### Source information
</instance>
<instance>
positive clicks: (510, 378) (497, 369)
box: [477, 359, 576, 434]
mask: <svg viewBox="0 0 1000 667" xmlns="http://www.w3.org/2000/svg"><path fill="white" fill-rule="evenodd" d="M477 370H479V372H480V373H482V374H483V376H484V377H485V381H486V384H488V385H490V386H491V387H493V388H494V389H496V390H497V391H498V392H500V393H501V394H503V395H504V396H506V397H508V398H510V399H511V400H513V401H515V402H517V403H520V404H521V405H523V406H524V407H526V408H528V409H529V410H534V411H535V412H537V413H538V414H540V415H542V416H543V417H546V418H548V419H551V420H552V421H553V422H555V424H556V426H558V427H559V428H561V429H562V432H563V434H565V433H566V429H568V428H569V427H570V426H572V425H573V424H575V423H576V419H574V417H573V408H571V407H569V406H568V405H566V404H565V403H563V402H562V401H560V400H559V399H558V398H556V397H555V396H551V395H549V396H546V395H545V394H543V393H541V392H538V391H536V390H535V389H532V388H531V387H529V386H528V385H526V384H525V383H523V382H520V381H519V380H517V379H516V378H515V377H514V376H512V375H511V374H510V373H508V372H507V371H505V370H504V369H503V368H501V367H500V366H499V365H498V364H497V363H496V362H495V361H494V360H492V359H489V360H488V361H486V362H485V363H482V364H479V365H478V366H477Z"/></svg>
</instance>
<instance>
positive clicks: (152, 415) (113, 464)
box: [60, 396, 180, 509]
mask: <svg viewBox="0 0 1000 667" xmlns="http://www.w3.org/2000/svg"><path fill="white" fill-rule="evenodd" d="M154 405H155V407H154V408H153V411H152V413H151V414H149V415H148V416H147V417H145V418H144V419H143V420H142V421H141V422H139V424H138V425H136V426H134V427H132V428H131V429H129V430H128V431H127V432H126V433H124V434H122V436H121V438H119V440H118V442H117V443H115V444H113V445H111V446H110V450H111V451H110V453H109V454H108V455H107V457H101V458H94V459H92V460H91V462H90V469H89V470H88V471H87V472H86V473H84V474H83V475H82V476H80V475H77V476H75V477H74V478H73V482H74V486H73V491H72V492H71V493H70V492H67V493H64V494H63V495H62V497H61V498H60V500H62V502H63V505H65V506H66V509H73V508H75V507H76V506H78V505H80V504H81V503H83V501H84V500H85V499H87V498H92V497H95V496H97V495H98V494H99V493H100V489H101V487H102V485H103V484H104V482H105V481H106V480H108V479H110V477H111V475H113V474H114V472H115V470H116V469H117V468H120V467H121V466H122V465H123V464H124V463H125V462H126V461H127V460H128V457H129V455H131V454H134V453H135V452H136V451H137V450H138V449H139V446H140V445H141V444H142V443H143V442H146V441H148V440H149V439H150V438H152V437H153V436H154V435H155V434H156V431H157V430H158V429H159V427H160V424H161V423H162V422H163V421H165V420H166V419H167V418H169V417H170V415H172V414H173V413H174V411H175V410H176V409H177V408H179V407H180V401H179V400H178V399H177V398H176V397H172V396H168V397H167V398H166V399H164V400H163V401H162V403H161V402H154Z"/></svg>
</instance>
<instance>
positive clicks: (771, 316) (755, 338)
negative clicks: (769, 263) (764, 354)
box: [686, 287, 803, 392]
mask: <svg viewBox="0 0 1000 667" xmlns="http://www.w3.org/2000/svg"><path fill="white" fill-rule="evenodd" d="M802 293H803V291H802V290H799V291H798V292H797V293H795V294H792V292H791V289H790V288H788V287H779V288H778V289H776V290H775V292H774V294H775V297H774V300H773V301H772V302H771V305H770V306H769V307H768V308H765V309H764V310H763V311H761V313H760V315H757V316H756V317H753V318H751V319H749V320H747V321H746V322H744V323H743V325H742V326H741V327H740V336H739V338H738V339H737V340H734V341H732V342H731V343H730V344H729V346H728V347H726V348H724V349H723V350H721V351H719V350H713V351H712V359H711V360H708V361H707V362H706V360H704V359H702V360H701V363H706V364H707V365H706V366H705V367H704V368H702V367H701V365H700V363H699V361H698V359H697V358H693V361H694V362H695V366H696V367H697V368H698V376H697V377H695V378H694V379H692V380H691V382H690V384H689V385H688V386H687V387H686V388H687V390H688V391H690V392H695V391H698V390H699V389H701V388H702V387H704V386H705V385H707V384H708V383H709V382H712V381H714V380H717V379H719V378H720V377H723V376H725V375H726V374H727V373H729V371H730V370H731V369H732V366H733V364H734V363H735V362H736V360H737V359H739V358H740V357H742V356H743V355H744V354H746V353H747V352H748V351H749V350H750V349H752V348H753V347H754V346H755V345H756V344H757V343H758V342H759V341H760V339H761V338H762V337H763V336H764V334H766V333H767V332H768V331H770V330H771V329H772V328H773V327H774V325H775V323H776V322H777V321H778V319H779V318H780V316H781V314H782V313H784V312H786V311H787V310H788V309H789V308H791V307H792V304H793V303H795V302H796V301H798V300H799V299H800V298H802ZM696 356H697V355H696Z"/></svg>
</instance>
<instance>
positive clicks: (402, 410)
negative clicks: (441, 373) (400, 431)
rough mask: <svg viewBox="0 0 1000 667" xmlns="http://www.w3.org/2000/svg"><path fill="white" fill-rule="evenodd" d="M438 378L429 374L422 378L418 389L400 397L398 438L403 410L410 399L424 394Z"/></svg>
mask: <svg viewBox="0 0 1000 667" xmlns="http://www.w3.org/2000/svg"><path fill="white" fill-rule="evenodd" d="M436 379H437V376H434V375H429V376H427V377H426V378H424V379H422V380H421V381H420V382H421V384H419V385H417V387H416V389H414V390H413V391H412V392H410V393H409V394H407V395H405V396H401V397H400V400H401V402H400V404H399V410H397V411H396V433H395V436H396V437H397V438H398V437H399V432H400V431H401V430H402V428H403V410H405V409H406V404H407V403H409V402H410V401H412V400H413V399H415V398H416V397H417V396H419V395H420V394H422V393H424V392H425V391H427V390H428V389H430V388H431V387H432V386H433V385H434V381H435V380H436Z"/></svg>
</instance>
---
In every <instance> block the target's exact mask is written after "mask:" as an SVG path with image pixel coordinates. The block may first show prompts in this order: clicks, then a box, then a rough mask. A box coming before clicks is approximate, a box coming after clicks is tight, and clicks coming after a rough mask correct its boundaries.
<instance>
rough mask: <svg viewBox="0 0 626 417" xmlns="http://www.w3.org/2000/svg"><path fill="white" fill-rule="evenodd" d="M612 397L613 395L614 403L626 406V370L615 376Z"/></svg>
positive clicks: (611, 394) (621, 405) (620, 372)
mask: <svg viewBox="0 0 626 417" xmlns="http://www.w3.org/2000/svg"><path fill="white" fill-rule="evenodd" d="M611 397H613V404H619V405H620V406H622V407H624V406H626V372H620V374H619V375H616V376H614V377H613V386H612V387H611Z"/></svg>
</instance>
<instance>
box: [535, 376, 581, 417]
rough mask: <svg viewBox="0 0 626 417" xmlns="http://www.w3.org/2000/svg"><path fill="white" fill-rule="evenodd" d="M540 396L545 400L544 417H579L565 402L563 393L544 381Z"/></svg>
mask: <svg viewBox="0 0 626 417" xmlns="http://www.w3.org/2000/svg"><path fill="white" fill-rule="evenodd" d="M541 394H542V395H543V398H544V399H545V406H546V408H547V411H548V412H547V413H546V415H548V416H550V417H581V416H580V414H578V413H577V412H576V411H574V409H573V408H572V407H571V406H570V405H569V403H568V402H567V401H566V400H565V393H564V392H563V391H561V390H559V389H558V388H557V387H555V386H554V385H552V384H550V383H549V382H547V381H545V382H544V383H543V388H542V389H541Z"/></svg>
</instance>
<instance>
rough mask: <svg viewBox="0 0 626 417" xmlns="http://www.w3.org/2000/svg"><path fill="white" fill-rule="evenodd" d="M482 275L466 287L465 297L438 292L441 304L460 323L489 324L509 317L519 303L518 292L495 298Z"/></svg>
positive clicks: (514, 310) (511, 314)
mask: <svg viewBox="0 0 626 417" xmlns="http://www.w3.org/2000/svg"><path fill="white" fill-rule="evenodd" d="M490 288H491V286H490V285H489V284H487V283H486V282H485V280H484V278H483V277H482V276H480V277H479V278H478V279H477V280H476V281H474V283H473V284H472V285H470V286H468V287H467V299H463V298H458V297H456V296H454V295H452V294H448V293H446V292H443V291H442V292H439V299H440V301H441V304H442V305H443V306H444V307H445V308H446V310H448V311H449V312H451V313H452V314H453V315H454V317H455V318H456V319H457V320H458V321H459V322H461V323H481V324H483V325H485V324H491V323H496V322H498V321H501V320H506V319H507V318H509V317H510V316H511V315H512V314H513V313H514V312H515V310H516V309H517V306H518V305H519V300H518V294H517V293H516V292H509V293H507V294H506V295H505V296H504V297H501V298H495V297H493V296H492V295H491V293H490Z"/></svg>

### To do
Please count the lines in the records above that contain the string "negative". Reply with that number alone.

### Written reply
2